Stored data:
+--

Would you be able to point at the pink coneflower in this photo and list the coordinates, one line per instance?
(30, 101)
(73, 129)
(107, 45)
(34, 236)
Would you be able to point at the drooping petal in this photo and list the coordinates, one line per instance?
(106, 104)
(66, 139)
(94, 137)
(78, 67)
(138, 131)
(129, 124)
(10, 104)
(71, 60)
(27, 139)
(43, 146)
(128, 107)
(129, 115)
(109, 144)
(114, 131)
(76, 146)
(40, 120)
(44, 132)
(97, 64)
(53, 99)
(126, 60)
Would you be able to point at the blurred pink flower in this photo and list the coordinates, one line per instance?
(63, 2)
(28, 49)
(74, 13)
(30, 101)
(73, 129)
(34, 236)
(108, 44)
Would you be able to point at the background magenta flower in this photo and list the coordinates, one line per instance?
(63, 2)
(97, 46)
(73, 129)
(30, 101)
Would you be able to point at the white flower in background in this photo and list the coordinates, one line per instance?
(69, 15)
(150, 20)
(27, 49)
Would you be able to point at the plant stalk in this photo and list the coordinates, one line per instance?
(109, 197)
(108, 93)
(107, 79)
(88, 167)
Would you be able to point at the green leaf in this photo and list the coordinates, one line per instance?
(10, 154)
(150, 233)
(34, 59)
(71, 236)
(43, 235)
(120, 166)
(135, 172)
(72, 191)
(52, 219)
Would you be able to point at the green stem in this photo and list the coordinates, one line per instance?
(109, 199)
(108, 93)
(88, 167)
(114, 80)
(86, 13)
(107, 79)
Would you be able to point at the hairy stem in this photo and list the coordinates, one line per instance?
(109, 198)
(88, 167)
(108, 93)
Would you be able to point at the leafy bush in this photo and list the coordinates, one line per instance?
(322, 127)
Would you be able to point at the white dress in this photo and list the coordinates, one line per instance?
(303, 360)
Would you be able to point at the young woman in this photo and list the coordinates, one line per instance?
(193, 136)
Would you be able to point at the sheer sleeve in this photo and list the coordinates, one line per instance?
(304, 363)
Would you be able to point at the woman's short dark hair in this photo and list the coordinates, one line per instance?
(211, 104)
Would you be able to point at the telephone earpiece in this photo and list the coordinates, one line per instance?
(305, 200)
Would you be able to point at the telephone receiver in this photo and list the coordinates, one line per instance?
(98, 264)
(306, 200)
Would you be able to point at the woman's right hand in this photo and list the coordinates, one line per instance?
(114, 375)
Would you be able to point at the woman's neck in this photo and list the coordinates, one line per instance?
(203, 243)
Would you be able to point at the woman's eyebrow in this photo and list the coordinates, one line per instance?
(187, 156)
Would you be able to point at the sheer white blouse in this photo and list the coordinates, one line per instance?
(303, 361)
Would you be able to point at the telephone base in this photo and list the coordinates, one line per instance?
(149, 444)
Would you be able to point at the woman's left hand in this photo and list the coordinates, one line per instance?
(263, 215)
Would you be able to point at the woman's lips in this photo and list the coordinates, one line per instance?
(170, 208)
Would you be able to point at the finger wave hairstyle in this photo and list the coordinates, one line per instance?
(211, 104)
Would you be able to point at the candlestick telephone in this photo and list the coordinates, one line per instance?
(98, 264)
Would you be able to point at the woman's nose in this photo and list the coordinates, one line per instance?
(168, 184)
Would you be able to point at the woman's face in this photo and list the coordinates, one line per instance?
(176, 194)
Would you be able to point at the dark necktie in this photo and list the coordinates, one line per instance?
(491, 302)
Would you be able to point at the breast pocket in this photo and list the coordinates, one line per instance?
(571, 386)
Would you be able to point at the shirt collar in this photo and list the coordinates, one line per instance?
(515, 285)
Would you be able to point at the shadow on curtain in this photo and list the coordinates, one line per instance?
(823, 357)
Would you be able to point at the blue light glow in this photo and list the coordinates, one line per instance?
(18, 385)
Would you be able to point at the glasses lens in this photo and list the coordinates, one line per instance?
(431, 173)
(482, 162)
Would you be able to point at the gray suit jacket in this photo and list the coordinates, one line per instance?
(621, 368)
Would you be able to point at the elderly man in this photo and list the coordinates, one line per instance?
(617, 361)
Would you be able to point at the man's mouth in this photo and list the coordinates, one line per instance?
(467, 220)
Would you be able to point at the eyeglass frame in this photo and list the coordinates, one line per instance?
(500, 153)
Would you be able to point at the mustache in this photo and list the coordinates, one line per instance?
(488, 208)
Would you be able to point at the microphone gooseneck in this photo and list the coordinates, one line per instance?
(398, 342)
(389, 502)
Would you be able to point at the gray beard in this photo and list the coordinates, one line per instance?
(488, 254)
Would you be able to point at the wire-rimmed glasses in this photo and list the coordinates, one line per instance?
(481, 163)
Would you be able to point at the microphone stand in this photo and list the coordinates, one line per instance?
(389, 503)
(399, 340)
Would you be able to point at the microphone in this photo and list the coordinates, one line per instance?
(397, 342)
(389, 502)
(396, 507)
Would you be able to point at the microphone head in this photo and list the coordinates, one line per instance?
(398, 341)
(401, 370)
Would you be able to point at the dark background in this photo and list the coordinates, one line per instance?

+--

**Problem statement**: Output the entries verbatim.

**Result**:
Would you be able to point at the pink coneflower in this photo and list the coordinates, one line per instance?
(30, 101)
(73, 129)
(107, 45)
(34, 236)
Would you be able to point at the drooping petal in this photo and list the coordinates, one line per instance?
(106, 104)
(66, 139)
(94, 137)
(78, 67)
(138, 131)
(129, 124)
(10, 104)
(71, 60)
(27, 139)
(43, 146)
(128, 107)
(129, 115)
(109, 144)
(114, 131)
(76, 146)
(40, 120)
(44, 132)
(97, 64)
(53, 99)
(126, 60)
Would you be able to point at the blurred pink flower in this photo and list the coordinates, one line per instance?
(63, 2)
(28, 49)
(74, 13)
(30, 101)
(73, 129)
(34, 236)
(108, 44)
Would you be able to point at the background magenta flower in this photo and list the coordinates, one line per instance?
(63, 2)
(97, 46)
(73, 129)
(30, 101)
Would you be able to point at the white flower in background in this photo and list the coordinates, one line per instance?
(69, 15)
(150, 20)
(27, 49)
Would you be able to point at the plant stalk in this photo and list the coordinates, one line per instance?
(109, 197)
(108, 93)
(107, 79)
(88, 167)
Would you be able to point at the green leaf in this photo and list the coordinates, one line per instance?
(10, 154)
(150, 233)
(34, 59)
(71, 236)
(43, 235)
(120, 166)
(135, 172)
(72, 191)
(52, 219)
Would you be able to point at the green stem in this photo and list the coordinates, one line per instance?
(109, 199)
(108, 93)
(88, 167)
(114, 80)
(86, 13)
(107, 79)
Would you be able to point at the hairy stem in this photo and list the coordinates, one line per instance?
(109, 198)
(88, 167)
(108, 93)
Would you be able to point at the leafy bush in this photo and list the coordinates, one line per instance?
(322, 127)
Would you be able to point at the white dress in this photo and list the coordinates, one line per instance?
(303, 360)
Would you be able to point at the young woman in this photo and list the coordinates, one line per instance?
(193, 136)
Would you be able to point at the sheer sleeve in this photo and list the coordinates, one line per instance?
(304, 363)
Would you be able to point at the woman's short dark hair in this photo and list the coordinates, one line per instance?
(211, 104)
Would you be able to point at the telephone earpiece in this photo and list the coordinates, one line per instance?
(305, 200)
Would you be able to point at the telephone receiver in this photo and list the coordinates, one line per instance?
(98, 264)
(306, 200)
Would you be able to point at the woman's right hand in this photo and list the coordinates, one line per instance?
(114, 375)
Would you be able to point at the woman's neck in this photo and list the coordinates, one line per instance?
(203, 243)
Would you be able to point at the woman's eyebrow in this photo and list the coordinates, one line per instance?
(187, 156)
Would you be able to point at the sheer white blouse in this photo and list the coordinates, one line per instance?
(303, 361)
Would you be able to point at the telephone base in this photo and list the coordinates, one line per instance?
(149, 444)
Would you be able to point at the woman's left hand in this photo and list the coordinates, one line per instance?
(263, 215)
Would you be able to point at the woman's lips in this photo and list the coordinates, one line per instance?
(170, 208)
Would you be able to point at the finger wave hairstyle in this photo and list the coordinates, one line per instance?
(211, 104)
Would you be able to point at the candlestick telephone in this photo and list the coordinates, one line per instance?
(98, 264)
Would you be able to point at the woman's nose in this photo and list the coordinates, one line per instance?
(168, 184)
Would you be able to point at the woman's face in this photo and list the coordinates, one line per instance?
(176, 194)
Would you be able to point at the dark necktie in this photo and list the coordinates, one line per instance?
(491, 302)
Would you be able to point at the breast pocket in this photo and list the coordinates, one line per instance?
(571, 386)
Would you be able to point at the shirt collar in this photo and list the coordinates, one line per instance?
(515, 285)
Would you be able to point at the shadow on curtain in this photo and list the coordinates, one line per instance?
(823, 357)
Would you be able to point at the blue light glow in this photo and list the coordinates, one line per instance?
(18, 385)
Would you be able to point at the glasses lens in this photo and list the coordinates, one line per instance?
(431, 173)
(482, 162)
Would you be able to point at the gray suit jacket in this photo and list the coordinates, one line per instance?
(621, 368)
Would you be able to point at the elderly man in this photo and list the coordinates, one line per instance?
(617, 361)
Would you be able to point at the man's mouth in this photo and list the coordinates, one line per instance?
(467, 220)
Would you be able to point at the eyeglass frame in this photo and list the coordinates, one line per instance?
(500, 153)
Would you be able to point at the mustache in this photo and list the coordinates, one line per instance?
(488, 208)
Would you be able to point at the microphone gooseneck in this photo and list the coordinates, one line per instance?
(398, 342)
(389, 502)
Would you be able to point at the gray beard in this photo and list the coordinates, one line per instance?
(488, 254)
Would you be able to point at the wire-rimmed glasses in this photo and list the coordinates, one line per instance?
(481, 163)
Would you be able to point at the microphone stand in this photo and list the coordinates, one line per instance?
(389, 503)
(399, 340)
Would you be able to point at the microphone in this photo and list the coordinates, one line per instance?
(397, 342)
(389, 502)
(396, 507)
Would you be able to point at the microphone head in this photo and list the coordinates, one line per instance?
(398, 341)
(401, 370)
Would you be able to point at the dark background in this photo and list the coordinates, one line per instance?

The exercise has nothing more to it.